■ How to complete this task
What lines of the data hold the string "mesh"? Copy them all.

### Data supplied ###

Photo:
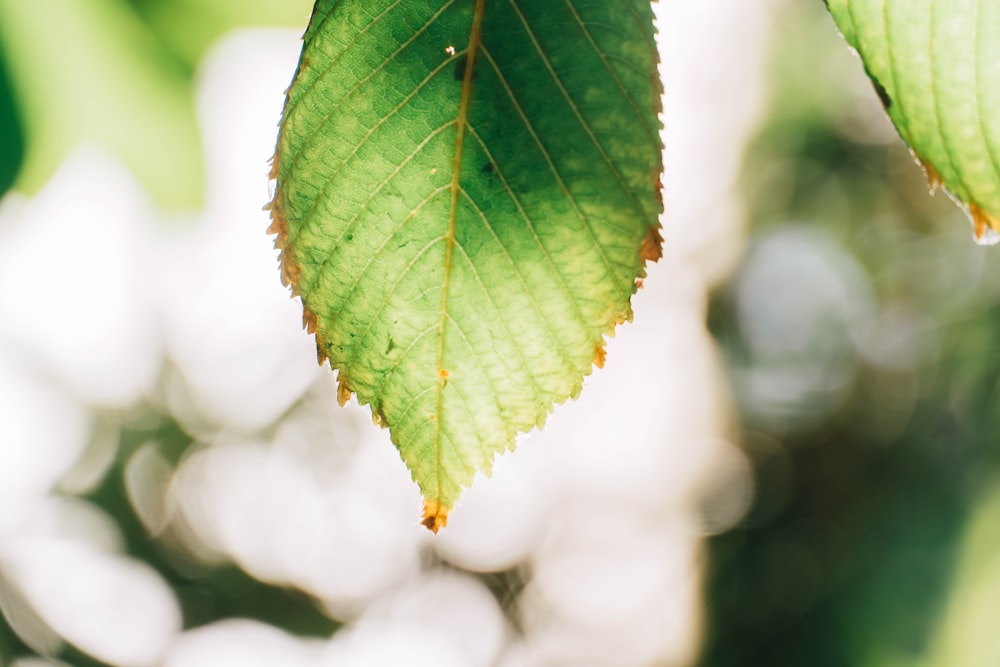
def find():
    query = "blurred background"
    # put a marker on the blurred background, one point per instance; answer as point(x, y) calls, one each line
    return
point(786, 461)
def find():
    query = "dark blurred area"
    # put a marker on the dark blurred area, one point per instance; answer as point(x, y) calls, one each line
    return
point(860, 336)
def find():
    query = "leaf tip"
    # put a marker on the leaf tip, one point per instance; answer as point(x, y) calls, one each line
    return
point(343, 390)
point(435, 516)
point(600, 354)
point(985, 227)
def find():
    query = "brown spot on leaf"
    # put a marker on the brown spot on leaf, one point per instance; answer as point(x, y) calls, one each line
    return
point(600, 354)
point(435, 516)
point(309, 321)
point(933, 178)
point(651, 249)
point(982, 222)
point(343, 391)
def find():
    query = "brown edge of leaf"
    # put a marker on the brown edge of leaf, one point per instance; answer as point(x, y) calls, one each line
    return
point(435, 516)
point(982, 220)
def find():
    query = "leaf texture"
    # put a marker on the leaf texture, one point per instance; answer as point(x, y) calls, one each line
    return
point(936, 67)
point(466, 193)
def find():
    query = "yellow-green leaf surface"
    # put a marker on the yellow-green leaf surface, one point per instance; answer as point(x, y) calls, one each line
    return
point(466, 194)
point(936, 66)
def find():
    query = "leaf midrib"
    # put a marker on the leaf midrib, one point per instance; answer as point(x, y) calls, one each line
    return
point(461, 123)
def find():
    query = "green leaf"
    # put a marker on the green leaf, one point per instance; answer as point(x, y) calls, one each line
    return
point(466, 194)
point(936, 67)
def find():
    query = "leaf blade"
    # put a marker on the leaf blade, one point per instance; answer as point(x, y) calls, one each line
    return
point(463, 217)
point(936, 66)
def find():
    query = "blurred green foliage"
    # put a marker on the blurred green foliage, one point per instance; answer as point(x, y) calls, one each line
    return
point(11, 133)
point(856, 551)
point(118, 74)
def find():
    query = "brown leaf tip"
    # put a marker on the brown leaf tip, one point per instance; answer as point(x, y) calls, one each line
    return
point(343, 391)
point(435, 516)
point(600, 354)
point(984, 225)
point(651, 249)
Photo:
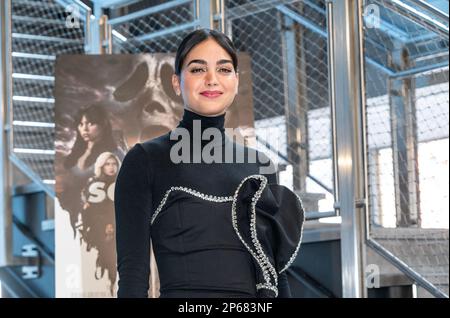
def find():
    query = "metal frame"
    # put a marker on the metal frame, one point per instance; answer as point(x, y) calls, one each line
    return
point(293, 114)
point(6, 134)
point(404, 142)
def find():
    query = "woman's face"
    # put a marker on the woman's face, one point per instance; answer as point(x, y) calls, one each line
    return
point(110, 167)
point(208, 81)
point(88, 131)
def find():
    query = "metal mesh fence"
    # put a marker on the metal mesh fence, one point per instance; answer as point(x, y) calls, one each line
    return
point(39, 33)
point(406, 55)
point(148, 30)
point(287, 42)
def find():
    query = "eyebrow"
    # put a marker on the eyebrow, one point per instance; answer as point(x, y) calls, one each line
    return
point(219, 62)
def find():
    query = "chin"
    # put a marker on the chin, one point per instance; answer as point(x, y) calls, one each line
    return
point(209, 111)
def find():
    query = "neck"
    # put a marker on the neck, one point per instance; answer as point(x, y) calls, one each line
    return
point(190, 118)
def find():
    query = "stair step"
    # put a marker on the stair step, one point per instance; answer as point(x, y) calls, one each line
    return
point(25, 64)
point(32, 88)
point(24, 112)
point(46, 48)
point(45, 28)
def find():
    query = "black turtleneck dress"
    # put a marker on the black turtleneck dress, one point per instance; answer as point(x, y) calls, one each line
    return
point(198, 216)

###

■ Result below
    query = "metal mesh fence"
    # put a marker on the metal mesh fence, one point per instance; answer as point(x, y) calls, one each line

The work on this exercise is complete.